BEGIN

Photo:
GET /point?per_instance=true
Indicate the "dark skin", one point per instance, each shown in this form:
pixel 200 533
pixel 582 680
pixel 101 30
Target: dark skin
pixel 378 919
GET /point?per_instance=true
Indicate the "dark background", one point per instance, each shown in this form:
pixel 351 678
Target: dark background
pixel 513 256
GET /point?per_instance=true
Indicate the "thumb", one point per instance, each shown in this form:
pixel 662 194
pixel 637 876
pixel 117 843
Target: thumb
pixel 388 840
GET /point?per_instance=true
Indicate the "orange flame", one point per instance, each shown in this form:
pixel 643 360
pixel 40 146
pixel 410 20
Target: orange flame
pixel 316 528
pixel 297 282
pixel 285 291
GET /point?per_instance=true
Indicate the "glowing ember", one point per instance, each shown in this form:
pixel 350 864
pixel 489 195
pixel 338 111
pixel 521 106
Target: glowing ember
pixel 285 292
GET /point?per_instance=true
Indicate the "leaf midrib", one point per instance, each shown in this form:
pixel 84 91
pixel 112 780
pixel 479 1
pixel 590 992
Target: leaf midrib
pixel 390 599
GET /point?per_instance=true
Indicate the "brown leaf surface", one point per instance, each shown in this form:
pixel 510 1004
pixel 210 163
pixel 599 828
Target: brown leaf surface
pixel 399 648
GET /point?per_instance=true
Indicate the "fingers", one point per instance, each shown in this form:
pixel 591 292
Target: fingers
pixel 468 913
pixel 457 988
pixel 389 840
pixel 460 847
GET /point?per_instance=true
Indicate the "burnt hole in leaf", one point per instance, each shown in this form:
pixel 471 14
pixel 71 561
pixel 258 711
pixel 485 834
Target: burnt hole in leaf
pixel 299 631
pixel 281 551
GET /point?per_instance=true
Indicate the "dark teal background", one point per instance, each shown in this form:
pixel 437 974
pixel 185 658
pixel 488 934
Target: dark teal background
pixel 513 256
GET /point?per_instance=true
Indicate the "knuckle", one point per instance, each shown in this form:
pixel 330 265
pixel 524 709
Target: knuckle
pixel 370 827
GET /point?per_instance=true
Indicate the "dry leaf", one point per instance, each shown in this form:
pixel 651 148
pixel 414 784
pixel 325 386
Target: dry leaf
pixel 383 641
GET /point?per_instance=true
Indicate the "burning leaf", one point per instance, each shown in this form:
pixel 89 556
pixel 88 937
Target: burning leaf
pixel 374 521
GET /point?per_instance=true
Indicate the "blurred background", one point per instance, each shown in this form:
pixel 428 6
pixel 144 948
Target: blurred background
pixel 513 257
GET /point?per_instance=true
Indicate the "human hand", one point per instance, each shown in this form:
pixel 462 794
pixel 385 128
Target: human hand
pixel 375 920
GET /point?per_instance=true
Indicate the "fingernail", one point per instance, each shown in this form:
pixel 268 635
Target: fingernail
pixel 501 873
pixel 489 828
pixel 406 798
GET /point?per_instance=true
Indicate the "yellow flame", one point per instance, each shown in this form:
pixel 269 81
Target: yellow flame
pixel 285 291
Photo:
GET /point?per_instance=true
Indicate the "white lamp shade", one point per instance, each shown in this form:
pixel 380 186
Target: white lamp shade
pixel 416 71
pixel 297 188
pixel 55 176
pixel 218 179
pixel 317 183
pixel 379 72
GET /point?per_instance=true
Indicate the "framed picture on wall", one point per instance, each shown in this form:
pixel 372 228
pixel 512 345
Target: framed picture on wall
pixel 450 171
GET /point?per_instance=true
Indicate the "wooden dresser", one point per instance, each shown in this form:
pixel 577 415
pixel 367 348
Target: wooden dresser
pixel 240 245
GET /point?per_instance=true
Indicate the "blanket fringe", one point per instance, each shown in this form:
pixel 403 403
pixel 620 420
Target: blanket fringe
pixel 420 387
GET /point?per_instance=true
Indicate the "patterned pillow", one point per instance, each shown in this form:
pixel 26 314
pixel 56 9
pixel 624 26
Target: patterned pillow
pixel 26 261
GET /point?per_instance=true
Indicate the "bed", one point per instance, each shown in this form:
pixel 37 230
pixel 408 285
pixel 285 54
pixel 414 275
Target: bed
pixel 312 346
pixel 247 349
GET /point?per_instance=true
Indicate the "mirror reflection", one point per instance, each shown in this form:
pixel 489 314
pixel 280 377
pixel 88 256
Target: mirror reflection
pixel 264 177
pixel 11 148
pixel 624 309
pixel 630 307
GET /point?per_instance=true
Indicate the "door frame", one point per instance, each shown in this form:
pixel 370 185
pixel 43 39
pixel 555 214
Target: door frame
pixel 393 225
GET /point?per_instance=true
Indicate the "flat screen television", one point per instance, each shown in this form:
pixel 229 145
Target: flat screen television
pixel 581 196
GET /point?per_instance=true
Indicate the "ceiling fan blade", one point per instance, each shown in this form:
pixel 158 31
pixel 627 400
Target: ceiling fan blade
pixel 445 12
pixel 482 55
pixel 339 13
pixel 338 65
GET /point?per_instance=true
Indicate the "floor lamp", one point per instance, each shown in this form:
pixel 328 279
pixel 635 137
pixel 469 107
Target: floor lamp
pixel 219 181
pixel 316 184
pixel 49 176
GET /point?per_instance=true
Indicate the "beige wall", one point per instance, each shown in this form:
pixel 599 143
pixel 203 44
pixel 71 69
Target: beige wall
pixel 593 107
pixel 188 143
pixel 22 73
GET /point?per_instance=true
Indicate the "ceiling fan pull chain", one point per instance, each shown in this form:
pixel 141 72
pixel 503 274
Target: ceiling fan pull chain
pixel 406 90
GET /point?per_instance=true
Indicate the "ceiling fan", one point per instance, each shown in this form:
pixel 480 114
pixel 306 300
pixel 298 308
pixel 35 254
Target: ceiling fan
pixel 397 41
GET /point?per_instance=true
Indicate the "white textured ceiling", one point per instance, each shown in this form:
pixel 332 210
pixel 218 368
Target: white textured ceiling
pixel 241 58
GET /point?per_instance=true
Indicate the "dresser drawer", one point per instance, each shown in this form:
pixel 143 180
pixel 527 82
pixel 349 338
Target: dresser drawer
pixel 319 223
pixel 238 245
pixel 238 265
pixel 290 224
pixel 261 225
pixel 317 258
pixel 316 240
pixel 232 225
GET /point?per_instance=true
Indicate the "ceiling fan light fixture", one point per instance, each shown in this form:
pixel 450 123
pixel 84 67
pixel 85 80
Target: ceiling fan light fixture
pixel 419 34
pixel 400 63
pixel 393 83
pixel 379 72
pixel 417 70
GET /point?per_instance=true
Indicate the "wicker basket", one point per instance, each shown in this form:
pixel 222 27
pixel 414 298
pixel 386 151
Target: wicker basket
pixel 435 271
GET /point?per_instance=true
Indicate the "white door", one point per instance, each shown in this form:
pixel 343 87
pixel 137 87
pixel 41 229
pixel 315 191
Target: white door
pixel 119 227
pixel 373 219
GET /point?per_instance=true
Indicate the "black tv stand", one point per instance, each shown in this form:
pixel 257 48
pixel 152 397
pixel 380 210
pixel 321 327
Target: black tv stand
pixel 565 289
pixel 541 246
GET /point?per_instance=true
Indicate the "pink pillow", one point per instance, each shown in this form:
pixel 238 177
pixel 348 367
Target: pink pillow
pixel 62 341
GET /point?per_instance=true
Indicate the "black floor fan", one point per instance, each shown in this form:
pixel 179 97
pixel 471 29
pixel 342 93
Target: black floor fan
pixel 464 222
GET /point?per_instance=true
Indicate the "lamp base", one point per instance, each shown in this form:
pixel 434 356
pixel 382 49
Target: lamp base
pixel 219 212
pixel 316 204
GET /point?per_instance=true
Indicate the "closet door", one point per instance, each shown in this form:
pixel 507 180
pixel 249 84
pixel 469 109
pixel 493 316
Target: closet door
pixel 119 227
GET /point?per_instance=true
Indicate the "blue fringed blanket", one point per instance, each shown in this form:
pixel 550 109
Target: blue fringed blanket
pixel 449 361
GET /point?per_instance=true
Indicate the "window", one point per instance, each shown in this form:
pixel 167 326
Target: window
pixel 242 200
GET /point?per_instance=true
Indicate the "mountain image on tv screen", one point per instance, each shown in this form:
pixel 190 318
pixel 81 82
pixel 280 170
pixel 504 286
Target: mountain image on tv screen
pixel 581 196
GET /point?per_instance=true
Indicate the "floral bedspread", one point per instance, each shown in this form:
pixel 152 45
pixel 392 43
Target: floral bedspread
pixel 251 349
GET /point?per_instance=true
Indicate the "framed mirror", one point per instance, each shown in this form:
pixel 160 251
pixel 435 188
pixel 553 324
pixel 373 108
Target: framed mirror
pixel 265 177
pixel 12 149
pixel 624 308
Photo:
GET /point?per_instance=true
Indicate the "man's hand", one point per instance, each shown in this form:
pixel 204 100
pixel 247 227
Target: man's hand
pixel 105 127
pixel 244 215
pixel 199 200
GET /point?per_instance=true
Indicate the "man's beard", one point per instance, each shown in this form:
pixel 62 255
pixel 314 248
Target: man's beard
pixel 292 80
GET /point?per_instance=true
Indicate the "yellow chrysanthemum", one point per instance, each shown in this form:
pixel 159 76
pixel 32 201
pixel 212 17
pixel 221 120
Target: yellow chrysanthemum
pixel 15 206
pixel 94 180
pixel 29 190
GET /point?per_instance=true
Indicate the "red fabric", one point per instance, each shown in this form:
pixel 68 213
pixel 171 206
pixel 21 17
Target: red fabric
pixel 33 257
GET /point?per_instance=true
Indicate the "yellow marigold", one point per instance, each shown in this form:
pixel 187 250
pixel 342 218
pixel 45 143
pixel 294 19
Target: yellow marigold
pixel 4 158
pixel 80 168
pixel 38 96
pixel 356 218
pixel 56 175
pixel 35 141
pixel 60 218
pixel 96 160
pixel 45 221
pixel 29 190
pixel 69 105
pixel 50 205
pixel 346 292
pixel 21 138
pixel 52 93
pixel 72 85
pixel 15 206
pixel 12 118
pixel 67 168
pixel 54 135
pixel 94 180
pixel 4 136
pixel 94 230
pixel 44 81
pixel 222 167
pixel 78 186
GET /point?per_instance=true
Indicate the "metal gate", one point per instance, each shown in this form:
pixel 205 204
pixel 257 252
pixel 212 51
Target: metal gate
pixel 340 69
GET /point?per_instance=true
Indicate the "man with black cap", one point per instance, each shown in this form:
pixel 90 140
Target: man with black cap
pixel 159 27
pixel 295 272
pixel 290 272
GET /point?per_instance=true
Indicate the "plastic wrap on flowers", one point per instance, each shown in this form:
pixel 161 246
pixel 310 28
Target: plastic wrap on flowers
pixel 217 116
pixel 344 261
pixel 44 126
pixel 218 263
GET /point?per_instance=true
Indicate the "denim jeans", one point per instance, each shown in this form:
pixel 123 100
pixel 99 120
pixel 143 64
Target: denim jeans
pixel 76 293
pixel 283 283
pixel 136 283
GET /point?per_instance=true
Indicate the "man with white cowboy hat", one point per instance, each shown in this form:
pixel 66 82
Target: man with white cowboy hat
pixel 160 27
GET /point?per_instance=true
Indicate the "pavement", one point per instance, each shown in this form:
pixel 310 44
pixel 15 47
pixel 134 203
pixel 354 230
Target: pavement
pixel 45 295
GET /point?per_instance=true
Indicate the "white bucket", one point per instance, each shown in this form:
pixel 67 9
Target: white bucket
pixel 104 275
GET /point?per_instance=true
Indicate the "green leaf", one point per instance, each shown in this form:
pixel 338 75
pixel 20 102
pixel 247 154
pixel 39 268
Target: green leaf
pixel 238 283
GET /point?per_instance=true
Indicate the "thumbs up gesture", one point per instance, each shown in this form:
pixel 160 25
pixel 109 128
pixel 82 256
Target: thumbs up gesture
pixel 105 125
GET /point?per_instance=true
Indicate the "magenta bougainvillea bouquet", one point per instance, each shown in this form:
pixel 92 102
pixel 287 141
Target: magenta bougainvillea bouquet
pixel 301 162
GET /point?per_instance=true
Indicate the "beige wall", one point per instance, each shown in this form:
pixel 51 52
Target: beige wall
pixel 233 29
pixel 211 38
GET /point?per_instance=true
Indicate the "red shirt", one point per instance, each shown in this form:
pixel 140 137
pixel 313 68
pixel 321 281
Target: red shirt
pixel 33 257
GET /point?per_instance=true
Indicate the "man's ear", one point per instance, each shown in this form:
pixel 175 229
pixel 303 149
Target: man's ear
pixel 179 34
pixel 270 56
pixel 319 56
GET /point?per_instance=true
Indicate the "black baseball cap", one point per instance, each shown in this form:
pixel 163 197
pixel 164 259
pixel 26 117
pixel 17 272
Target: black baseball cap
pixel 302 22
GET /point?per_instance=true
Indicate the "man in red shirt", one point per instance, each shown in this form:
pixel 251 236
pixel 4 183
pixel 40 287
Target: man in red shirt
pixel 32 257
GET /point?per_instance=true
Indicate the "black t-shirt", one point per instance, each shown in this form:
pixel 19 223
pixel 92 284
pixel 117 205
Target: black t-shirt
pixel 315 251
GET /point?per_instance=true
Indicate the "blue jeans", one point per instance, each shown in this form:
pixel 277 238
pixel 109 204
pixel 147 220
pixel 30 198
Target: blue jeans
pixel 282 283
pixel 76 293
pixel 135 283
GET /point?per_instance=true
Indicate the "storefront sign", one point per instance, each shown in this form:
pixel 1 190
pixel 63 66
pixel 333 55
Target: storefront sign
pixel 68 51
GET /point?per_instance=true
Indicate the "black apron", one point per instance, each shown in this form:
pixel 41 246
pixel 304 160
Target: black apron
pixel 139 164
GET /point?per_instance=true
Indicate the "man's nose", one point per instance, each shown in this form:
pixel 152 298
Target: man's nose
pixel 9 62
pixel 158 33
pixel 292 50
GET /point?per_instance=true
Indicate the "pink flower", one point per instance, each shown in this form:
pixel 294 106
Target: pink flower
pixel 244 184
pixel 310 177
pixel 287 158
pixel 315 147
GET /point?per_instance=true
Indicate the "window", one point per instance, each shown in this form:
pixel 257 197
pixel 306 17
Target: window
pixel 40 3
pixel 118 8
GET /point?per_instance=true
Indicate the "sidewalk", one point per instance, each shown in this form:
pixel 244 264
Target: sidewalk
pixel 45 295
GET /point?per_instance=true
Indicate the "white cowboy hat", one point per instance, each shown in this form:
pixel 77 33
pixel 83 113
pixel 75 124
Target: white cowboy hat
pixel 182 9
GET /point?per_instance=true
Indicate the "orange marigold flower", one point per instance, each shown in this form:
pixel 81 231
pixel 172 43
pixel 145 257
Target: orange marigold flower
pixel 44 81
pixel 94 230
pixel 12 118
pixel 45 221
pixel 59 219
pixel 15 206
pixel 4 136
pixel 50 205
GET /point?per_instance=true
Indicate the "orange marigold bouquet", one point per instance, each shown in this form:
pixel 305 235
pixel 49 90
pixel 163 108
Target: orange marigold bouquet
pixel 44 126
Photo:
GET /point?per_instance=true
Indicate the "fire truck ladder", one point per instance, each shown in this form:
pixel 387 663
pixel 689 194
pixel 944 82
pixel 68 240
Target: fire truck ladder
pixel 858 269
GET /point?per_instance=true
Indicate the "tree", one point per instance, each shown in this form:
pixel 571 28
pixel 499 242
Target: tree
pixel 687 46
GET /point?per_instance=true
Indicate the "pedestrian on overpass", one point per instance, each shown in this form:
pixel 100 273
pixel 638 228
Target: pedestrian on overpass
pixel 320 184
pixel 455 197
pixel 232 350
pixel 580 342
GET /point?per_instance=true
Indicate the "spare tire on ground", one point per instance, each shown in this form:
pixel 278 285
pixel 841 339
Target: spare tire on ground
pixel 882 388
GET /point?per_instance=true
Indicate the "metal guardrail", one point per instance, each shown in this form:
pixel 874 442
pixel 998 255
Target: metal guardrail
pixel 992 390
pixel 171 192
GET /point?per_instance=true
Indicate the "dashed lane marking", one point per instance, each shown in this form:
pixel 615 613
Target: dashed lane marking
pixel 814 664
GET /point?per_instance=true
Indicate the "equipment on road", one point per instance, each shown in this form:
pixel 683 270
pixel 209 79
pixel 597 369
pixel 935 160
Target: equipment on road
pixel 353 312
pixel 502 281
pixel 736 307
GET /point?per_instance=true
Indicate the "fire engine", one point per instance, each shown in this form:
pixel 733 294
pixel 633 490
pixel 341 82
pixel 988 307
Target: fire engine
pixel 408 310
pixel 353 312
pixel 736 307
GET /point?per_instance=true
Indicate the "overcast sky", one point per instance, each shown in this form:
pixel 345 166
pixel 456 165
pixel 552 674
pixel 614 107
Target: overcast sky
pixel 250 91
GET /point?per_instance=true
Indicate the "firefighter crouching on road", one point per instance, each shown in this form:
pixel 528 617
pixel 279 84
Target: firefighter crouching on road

END

What you should do: Answer with a number alone: how many lines of the records contain the string "crouching"?

Solution for this exercise: 2